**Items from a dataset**

══════════

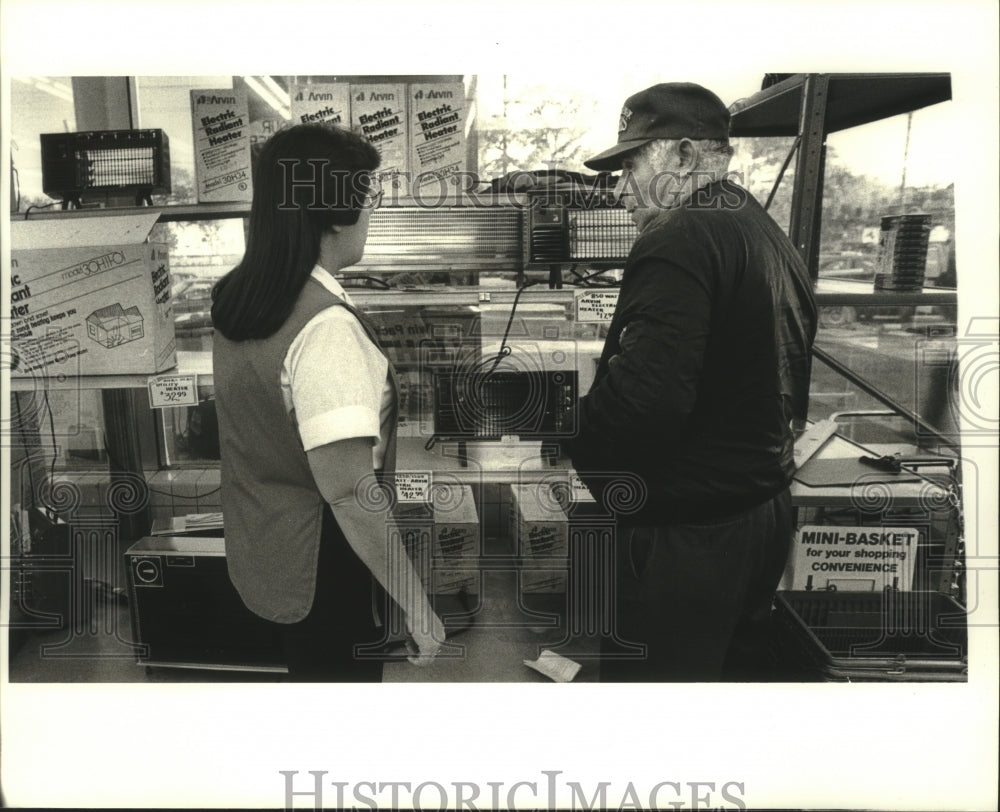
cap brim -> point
(611, 159)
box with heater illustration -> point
(221, 123)
(539, 533)
(441, 533)
(328, 103)
(94, 292)
(379, 113)
(437, 118)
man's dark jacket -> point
(707, 360)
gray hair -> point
(715, 152)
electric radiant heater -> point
(109, 162)
(489, 405)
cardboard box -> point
(379, 112)
(437, 119)
(540, 534)
(221, 123)
(321, 103)
(93, 292)
(456, 538)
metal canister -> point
(902, 256)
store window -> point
(887, 175)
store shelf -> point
(845, 292)
(852, 99)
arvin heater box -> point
(187, 614)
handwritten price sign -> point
(173, 390)
(596, 305)
(413, 486)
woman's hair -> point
(306, 179)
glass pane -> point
(164, 103)
(908, 353)
(885, 169)
(758, 162)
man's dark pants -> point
(698, 596)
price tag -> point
(577, 488)
(413, 486)
(173, 390)
(596, 305)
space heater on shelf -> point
(576, 225)
(105, 163)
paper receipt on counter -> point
(554, 666)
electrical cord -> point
(17, 183)
(46, 206)
(380, 282)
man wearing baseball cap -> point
(705, 366)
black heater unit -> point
(489, 405)
(105, 163)
(578, 225)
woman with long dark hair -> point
(307, 409)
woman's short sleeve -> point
(336, 378)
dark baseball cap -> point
(668, 110)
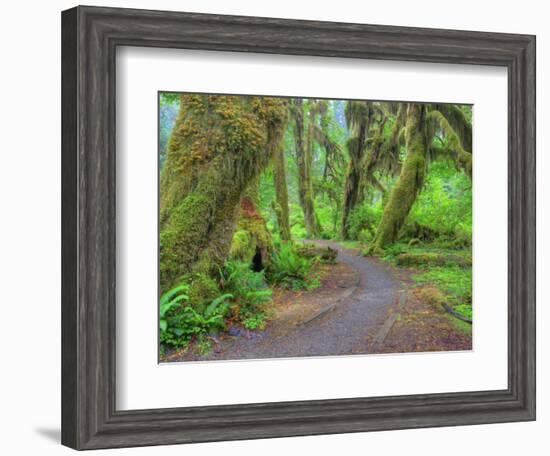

══════════

**GIVEN EXERCISE**
Give the stretch of the listing from the line containing "woman with long dark hair -> point" through the end of the listing, both ends included, as a JSON list of strings with one string per line and blank lines left out. Leave the pictures out of the answer.

**THE SOLUTION**
[
  "woman with long dark hair -> point",
  "(307, 409)",
  "woman's short sleeve -> point",
  "(336, 378)",
  "dark baseball cap -> point",
  "(668, 110)"
]